**** Dataset records

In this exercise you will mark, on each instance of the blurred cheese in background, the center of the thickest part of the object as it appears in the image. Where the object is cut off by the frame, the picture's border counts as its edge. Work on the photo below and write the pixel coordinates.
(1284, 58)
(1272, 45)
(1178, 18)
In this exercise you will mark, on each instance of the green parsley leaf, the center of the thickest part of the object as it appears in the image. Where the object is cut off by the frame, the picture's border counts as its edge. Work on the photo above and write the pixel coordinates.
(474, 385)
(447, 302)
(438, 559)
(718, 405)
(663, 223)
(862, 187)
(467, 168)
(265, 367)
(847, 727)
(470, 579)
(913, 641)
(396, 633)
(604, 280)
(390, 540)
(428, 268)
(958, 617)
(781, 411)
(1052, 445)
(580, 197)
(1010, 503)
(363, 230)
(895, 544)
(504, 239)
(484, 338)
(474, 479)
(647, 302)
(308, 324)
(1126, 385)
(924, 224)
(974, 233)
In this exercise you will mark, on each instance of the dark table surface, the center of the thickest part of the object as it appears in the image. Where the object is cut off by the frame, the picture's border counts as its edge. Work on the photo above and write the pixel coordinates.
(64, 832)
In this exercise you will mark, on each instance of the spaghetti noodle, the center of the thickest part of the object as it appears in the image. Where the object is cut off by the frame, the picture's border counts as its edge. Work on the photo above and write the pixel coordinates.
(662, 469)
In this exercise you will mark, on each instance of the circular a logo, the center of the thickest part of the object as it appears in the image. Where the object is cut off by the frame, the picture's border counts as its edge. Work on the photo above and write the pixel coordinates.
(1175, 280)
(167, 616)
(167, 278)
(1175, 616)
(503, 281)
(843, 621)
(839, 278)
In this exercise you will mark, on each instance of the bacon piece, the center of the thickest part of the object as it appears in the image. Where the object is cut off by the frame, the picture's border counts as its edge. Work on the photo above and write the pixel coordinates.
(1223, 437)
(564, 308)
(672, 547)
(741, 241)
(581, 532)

********

> [Problem statement] Output all entries again exactly; no line may be altered.

> [Answer space]
In this exercise you will mark, on each instance of the blurred cheese in background, the center of the thickest part of the object as it appears in the image. Where the object is cut off by the frame, the picture's border counts as its edge. Work on the photo below and write the pixel coordinates.
(1284, 58)
(1272, 45)
(1178, 18)
In this exercise you will mark, on each instance of the green parsley leaf, the center of the thickest part of the object as it appears in the image. Where the object is cut off by the frame, the picture's border counts as its edge. Work on the photo above and write the pixel coordinates.
(474, 385)
(447, 302)
(438, 559)
(718, 405)
(663, 223)
(862, 187)
(467, 168)
(265, 367)
(847, 727)
(470, 579)
(913, 641)
(396, 633)
(604, 280)
(390, 540)
(428, 268)
(958, 617)
(781, 411)
(1052, 445)
(580, 197)
(1010, 503)
(363, 230)
(895, 544)
(504, 239)
(484, 338)
(474, 479)
(647, 302)
(308, 324)
(1126, 385)
(924, 224)
(974, 233)
In this exercise you will mark, on each instance of the dark table surface, the center of the thickest part of the object as it appears in the image. Where the object is cut off by the frame, the picture's border counts as its edge. Work on the photo above and write the pixel coordinates.
(64, 832)
In this exercise you will mark, on each instance of the spaghetti noodle, the center of the thickest part of the object as it appears in the image. Where the object is cut off by the frame, the picture's border counts as its edge. Work on the photo above and write the pixel coordinates.
(662, 469)
In this exercise you will mark, on each instance of the circular a logo, the center of the thickest part of the object as it appears in the image. Where the object is cut off by the frame, the picture's border counts as its edge. Work on the photo above and write the pixel coordinates.
(1175, 280)
(167, 616)
(167, 278)
(1175, 616)
(503, 281)
(843, 621)
(839, 278)
In this exercise you will mark, on each instance of the bacon piece, the center of the thickest part of the object as it appears in the image. Where the object is cut off by the frame, the picture's border counts as its edge. Work on the photo above and write the pixel coordinates.
(1223, 437)
(564, 308)
(672, 547)
(741, 241)
(581, 532)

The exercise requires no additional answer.